++++ DOCUMENT PASSAGE ++++

I don't believe that we can make our children trans. I don't believe that a four-year-old dressing as Elsa is automatically transgender. I think there's a huge difference between gender expression and gender identity and that gets muddled up. There are children who are gender creative. They're gender nonconforming. They just like to buy clothes from both the boys section and the girls section. That's okay. It's just the way they express themselves. Gender identity is who you know yourself to be when you wake up in the morning. It's who you want to see in the mirror, even without the clothes and the hair. It is your core on the inside of you. Your child can just be gender creative in their gender expression.

Speaker 2:

I am a cisgender woman and after my children came out. So cisgender means that you align with the gender that you were assigned at birth. When I was born, the doctor looked between my legs, saw the body parts that I have and said you're a girl. My mom dressed me as a girl and conditioned me as a girl throughout my life. It aligned with who I am. I feel like a girl. After my kids came out, I had to double check. I'm like am I just playing a role or is this truly who I am? It is. It is truly who I am. That's my gender identity, how I dress. If I choose to wear jeans and construction boots and a flannel shirt tomorrow with a ball cap, that is typically a masculine presentation but it still makes me a woman. There are some Hollywood stars if you look at Harry Styles or Billy Porter who they bend and they'll wear a ball gown or they'll wear lacy dresses and stuff like that. That is going against gender norms. It doesn't necessarily make the person transgender.

Speaker 1:

Okay, that makes sense. What are some of the myths that surround this, especially when it comes to people really taking a stance against it, against supporting your children if they're coming out as a child? What are some of the myths that you think perpetuate that?

++++

▶ **ACTIVITY 1**
From the transcript on gender identity, copy everything from "Okay, that makes" down to "think perpetuate that?".
▶ **ACTIVITY 2**
Based on the transcript on gender identity, decide whether each statement below agrees with it. Answer yes or no for each and quote the words that decide it.
(a) A four-year-old dressing as Elsa is automatically transgender.
(b) Cisgender means aligning with the gender assigned at birth.
(c) Wearing construction boots and a flannel shirt would stop the speaker from being a woman.

++++ DATA PROVIDED ++++

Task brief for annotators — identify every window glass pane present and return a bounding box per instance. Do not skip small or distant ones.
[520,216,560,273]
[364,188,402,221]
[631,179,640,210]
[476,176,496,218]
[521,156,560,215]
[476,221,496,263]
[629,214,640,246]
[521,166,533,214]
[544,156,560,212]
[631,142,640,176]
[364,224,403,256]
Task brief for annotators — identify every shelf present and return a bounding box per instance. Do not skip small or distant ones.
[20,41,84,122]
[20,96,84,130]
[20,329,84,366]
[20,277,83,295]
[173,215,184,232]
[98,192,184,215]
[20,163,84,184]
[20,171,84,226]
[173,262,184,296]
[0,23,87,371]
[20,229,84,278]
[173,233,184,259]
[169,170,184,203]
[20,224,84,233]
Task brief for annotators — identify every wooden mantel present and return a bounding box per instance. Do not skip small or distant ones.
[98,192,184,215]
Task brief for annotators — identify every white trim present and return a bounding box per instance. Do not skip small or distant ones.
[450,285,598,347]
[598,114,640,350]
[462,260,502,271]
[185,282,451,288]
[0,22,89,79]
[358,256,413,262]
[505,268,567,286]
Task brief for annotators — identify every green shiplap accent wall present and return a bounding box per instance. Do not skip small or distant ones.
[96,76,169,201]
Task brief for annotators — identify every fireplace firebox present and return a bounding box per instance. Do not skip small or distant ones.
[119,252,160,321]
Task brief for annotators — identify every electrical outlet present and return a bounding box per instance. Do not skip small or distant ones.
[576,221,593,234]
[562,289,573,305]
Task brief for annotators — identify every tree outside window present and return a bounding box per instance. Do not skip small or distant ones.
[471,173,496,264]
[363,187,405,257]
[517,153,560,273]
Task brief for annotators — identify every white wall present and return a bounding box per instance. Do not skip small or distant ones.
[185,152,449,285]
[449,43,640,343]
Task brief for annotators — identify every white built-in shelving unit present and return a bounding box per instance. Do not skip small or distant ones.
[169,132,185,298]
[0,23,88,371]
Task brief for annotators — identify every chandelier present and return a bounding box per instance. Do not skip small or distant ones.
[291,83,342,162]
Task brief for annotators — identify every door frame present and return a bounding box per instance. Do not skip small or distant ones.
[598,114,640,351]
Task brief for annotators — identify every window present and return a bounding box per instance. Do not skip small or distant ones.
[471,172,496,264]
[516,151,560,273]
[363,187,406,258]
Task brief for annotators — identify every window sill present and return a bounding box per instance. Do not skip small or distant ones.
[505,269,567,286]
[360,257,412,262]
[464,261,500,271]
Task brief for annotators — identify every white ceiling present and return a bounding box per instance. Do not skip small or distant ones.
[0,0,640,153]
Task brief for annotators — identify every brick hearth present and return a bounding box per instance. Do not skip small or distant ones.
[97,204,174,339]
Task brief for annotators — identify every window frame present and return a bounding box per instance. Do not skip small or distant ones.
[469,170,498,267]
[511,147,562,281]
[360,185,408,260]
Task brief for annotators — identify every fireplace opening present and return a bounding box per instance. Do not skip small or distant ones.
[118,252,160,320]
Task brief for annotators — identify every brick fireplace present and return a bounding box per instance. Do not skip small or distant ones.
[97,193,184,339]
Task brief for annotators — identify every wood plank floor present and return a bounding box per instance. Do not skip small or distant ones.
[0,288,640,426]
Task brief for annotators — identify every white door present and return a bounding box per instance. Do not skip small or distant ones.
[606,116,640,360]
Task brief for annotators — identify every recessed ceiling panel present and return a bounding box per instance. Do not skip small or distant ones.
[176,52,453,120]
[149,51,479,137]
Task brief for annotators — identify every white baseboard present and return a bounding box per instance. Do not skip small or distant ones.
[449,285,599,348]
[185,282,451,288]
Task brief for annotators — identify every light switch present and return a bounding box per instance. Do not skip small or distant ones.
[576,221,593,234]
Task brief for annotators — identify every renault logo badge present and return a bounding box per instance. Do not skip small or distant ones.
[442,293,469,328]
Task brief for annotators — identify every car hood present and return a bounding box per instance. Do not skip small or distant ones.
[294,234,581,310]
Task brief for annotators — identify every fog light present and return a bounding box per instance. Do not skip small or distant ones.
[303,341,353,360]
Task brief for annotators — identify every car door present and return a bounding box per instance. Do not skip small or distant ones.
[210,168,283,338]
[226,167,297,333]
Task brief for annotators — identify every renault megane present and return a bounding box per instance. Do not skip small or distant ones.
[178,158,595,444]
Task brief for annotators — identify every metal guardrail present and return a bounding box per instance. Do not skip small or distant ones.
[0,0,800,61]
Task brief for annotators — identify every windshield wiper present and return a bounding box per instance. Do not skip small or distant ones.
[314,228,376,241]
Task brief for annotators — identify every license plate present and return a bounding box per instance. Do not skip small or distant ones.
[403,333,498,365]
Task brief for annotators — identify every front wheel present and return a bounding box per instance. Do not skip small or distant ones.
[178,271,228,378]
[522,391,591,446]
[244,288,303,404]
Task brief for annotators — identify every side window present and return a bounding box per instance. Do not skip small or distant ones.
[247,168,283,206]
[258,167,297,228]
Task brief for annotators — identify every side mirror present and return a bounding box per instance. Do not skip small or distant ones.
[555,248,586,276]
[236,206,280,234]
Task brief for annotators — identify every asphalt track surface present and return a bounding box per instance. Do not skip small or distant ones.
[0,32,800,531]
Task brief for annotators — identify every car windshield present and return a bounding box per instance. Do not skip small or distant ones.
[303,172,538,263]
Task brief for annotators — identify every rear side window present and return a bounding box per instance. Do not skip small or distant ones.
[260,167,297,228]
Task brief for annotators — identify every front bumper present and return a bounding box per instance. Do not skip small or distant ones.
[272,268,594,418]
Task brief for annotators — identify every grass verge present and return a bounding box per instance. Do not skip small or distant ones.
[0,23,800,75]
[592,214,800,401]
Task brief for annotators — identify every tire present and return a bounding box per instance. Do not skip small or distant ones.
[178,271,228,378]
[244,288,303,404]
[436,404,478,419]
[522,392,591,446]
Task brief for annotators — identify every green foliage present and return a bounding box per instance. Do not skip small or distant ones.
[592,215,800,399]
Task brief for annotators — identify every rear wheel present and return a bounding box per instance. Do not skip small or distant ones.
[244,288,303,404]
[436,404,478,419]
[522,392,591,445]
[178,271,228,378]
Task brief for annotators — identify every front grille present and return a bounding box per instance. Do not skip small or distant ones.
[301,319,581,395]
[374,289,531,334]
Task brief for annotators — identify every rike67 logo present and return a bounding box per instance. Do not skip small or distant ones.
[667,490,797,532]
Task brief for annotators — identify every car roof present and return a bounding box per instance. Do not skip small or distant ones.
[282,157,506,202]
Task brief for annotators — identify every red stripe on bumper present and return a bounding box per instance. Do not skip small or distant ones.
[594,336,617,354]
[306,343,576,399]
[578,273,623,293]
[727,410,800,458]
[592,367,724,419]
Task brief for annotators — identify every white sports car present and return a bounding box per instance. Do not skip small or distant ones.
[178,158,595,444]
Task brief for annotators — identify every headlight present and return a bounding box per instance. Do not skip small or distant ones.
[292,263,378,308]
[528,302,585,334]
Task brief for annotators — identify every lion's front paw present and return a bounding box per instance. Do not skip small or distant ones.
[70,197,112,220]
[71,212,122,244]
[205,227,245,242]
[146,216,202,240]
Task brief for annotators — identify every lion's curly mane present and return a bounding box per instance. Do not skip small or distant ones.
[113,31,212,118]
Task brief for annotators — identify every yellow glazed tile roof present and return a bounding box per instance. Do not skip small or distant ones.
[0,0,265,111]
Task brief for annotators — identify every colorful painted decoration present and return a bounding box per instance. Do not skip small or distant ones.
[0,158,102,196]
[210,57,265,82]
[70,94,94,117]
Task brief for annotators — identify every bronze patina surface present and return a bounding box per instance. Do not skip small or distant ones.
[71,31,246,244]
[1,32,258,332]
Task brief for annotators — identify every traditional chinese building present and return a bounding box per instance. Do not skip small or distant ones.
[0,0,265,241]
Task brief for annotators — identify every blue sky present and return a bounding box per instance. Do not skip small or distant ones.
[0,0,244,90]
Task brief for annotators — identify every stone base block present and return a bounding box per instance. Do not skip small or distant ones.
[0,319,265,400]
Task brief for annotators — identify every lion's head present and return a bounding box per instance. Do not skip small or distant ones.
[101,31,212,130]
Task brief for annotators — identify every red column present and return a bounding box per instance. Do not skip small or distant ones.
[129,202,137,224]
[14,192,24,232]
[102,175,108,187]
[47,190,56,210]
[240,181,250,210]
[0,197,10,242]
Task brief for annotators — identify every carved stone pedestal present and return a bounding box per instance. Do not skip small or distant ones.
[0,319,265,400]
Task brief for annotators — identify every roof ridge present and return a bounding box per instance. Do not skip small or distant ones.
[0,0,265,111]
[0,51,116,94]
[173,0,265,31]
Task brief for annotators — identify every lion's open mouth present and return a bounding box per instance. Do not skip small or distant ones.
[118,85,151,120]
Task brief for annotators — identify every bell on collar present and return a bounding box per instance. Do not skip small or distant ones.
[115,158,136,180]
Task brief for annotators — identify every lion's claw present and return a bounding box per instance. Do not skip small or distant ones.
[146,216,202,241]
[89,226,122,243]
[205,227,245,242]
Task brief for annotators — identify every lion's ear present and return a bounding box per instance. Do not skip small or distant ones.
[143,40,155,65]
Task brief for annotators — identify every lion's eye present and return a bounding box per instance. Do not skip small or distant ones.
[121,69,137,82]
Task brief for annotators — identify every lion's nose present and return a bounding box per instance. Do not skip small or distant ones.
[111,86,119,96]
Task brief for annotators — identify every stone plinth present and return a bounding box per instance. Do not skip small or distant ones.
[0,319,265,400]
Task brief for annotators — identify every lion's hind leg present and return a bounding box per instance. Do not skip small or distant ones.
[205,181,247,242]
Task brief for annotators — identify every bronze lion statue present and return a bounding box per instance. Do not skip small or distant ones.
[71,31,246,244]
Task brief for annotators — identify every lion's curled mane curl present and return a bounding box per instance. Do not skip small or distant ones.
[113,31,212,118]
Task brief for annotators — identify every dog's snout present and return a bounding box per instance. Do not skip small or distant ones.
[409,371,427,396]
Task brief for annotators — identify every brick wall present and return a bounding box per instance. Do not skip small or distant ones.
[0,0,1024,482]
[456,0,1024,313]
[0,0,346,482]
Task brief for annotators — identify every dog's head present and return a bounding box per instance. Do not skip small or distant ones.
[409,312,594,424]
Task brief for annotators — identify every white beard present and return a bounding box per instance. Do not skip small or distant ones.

++++

▶ **TASK ANSWER 1**
Okay, that makes sense. What are some of the myths that surround this, especially when it comes to people really taking a stance against it, against supporting your children if they're coming out as a child? What are some of the myths that you think perpetuate that?

▶ **TASK ANSWER 2**
(a) No: "I don't believe that a four-year-old dressing as Elsa is automatically transgender."
(b) Yes: "cisgender means that you align with the gender that you were assigned at birth."
(c) No: "that is typically a masculine presentation but it still makes me a woman."